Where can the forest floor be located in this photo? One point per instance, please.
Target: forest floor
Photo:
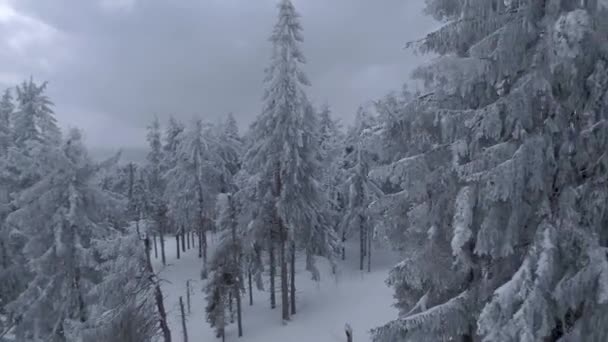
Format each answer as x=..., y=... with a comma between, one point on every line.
x=351, y=296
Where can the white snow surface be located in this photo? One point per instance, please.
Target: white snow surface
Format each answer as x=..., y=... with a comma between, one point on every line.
x=353, y=297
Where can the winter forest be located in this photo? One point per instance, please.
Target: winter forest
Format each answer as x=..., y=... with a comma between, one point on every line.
x=472, y=208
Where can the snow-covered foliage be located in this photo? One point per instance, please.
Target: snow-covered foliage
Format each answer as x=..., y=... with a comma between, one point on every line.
x=61, y=217
x=226, y=281
x=7, y=108
x=497, y=206
x=34, y=119
x=284, y=145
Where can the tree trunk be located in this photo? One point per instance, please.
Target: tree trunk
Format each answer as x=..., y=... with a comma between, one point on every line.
x=250, y=281
x=188, y=295
x=177, y=243
x=272, y=261
x=158, y=297
x=155, y=248
x=369, y=250
x=230, y=308
x=344, y=245
x=284, y=280
x=204, y=240
x=200, y=242
x=239, y=314
x=292, y=290
x=161, y=231
x=349, y=333
x=362, y=242
x=181, y=308
x=183, y=239
x=81, y=306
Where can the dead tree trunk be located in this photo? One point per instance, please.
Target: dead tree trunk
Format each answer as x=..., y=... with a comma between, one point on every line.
x=155, y=248
x=200, y=242
x=188, y=295
x=284, y=280
x=344, y=245
x=177, y=243
x=349, y=333
x=369, y=250
x=230, y=308
x=237, y=263
x=362, y=242
x=161, y=231
x=158, y=296
x=292, y=290
x=181, y=308
x=273, y=270
x=250, y=281
x=183, y=231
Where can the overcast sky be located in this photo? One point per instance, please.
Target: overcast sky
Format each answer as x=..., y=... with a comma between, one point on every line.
x=114, y=64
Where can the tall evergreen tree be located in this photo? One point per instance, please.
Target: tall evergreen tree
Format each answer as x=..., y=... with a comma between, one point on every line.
x=61, y=217
x=284, y=149
x=227, y=268
x=6, y=113
x=505, y=233
x=34, y=119
x=156, y=185
x=193, y=181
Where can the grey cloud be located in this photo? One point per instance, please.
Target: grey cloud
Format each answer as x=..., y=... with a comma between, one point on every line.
x=119, y=65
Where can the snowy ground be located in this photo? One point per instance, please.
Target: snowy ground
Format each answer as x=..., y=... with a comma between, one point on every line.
x=359, y=298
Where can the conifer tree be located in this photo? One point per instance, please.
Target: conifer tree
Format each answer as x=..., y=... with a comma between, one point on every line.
x=284, y=151
x=503, y=236
x=61, y=217
x=156, y=184
x=6, y=113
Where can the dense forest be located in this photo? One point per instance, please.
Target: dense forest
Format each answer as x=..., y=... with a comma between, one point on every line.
x=490, y=182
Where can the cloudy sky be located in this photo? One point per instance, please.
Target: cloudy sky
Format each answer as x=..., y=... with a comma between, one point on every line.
x=114, y=64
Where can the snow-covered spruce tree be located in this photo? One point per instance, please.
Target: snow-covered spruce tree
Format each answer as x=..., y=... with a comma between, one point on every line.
x=34, y=119
x=29, y=157
x=331, y=142
x=173, y=131
x=253, y=220
x=11, y=282
x=358, y=191
x=284, y=149
x=7, y=108
x=61, y=216
x=157, y=206
x=230, y=146
x=510, y=176
x=193, y=181
x=125, y=307
x=226, y=283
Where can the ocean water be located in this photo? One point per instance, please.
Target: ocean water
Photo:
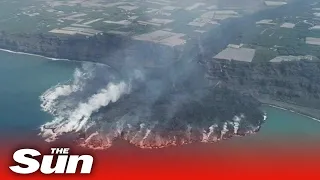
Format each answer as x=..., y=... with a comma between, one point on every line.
x=24, y=78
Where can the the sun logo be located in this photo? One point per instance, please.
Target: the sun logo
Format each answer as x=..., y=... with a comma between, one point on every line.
x=65, y=163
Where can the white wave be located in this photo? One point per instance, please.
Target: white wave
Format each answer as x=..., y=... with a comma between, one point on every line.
x=49, y=97
x=78, y=118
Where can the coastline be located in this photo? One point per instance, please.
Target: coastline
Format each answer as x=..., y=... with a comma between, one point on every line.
x=300, y=110
x=50, y=58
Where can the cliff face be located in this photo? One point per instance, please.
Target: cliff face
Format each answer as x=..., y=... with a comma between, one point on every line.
x=295, y=82
x=108, y=49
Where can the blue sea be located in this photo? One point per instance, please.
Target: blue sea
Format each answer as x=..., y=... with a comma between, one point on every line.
x=23, y=78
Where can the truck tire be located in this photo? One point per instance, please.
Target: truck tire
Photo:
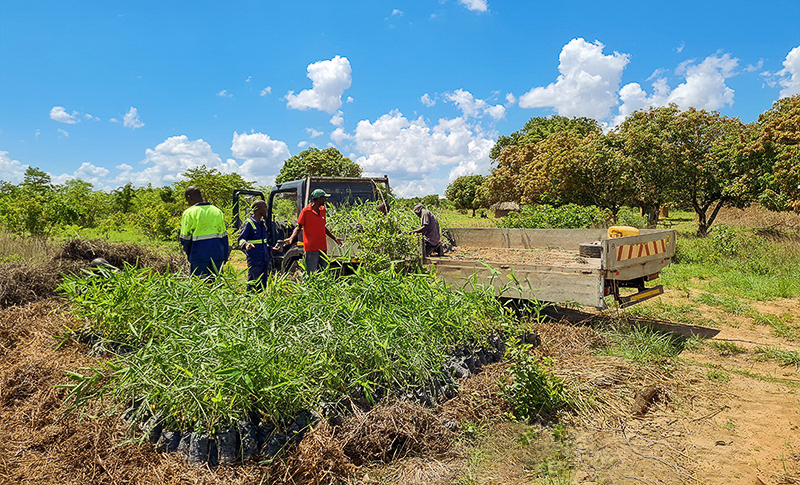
= = =
→ Goal of the exercise: Report every line in the data above in which the word "conifer" appears.

→ Worked solution:
Where can the conifer tree be located in this photo? One point per instance, please.
Target: conifer tree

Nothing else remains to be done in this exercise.